**Request:** Find each line of the data below containing the word "that", and copy every such line.
>>>>>
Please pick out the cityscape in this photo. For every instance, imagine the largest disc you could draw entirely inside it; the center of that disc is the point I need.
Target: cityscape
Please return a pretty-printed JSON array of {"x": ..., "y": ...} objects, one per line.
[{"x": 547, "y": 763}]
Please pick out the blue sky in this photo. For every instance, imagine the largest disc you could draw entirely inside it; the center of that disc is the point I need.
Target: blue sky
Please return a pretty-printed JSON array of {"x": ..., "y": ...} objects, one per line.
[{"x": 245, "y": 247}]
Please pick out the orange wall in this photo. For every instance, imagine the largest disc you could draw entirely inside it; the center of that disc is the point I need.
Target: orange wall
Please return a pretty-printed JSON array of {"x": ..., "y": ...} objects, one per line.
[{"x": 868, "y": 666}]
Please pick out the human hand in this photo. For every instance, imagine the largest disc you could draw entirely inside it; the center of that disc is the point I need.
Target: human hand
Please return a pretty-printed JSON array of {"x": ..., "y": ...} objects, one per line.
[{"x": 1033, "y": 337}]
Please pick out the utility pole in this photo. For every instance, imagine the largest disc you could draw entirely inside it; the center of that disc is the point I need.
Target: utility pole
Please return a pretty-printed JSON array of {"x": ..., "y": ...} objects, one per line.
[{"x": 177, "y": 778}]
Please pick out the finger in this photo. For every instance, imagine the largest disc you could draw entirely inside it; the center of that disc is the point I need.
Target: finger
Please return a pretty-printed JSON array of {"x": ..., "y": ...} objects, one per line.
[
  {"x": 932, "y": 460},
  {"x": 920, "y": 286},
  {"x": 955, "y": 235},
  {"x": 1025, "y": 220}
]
<<<<<
>>>>>
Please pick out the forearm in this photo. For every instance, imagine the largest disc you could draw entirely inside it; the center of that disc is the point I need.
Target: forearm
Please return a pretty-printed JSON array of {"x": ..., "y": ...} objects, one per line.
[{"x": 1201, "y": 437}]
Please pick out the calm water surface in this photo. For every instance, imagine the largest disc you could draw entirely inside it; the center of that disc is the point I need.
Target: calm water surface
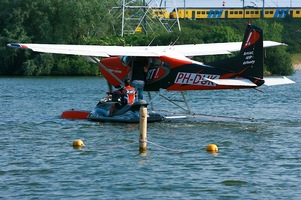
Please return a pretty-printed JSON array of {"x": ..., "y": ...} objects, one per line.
<<<<<
**Exercise solution:**
Please pick out the cityscape in this photo. For every instance, imagine the largest disc you could draw entirely inside it; the center of that disc is the point I need.
Please pick out the blue sky in this photo. For every instance, imagine the largest disc you could draw entirely inside it; the center of that disc is the point I need.
Please pick out the orange wall in this photo. For every instance, imagine the largest disc you could draw entirely inside it; the center of that disc is the point I need.
Please pick out the human hand in this photo. For every instance, imagine the largest disc you could draw entirely inside it; the center of that disc is the point I need.
Please pick out the utility pole in this photo. For every instance, imagine the largest disc you could draw entirely inside it; the center of that disc is the point I need.
Please pick out the finger in this photo. For every instance, imagine the largest disc you could draw entirely inside it; the center of that disc is the point I need.
Please pick out the forearm in this photo. For every instance, imagine the largest disc you could draw entirely inside it; the center of that disc is the point I need.
Please pick out the calm water surface in this photo. For every instance, imagine the largest disc you could draw entirely inside it; the center of that disc is the point I need.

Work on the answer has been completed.